*DATA UNDER STUDY*:
=-=-=-=-=

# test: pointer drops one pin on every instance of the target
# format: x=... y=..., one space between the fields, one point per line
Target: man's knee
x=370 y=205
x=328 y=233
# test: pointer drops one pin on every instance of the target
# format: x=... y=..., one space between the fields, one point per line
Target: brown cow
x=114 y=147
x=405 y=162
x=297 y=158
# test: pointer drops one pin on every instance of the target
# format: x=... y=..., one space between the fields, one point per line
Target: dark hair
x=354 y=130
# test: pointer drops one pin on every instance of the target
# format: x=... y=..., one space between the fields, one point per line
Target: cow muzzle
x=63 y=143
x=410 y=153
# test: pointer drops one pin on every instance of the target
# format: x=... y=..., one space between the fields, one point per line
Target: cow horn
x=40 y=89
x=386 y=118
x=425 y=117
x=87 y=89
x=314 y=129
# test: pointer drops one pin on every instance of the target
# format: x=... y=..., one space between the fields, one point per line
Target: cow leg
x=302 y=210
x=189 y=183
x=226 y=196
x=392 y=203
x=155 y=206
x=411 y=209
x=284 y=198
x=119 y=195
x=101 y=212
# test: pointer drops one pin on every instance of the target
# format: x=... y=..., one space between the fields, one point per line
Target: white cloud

=-=-=-=-=

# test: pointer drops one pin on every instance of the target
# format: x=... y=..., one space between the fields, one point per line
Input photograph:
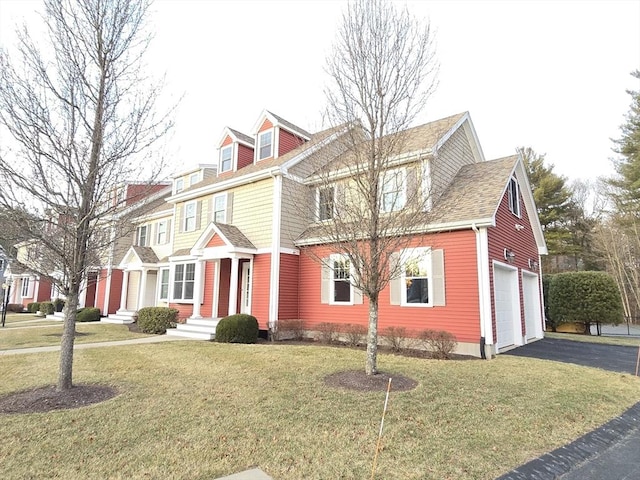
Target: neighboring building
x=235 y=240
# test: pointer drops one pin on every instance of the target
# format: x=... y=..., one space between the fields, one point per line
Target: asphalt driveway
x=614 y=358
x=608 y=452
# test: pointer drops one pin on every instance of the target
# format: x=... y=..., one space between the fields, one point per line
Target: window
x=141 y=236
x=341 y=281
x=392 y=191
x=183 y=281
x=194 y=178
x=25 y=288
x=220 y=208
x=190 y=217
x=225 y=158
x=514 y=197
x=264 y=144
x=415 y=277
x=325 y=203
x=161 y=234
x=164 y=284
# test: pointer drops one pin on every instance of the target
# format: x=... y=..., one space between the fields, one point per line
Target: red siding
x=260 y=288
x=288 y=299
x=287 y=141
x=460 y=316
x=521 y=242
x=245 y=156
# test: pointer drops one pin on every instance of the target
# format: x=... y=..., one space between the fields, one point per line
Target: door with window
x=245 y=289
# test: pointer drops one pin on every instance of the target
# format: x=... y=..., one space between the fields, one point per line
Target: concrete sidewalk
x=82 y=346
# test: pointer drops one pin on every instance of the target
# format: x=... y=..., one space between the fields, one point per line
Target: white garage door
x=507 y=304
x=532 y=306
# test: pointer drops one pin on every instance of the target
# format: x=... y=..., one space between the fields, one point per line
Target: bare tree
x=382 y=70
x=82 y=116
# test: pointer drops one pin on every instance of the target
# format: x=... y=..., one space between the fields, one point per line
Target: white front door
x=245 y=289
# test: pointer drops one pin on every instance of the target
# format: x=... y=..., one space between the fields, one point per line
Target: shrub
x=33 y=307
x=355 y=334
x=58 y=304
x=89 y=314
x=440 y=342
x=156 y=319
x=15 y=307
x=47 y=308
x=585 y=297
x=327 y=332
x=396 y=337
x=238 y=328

=-=-=-=-=

In the listing above, the lines from the one containing "Target: cow leg" through the one containing "Target: white cloud" must be set down exactly, with no other lines.

*EXPECTED OUTPUT*:
Target: cow leg
x=302 y=210
x=189 y=183
x=226 y=196
x=392 y=203
x=155 y=206
x=411 y=209
x=284 y=198
x=119 y=195
x=101 y=212
# test: pointer drops one pin on every instance of the target
# format: x=... y=..., one space between the fields, one point per line
Target: white cloud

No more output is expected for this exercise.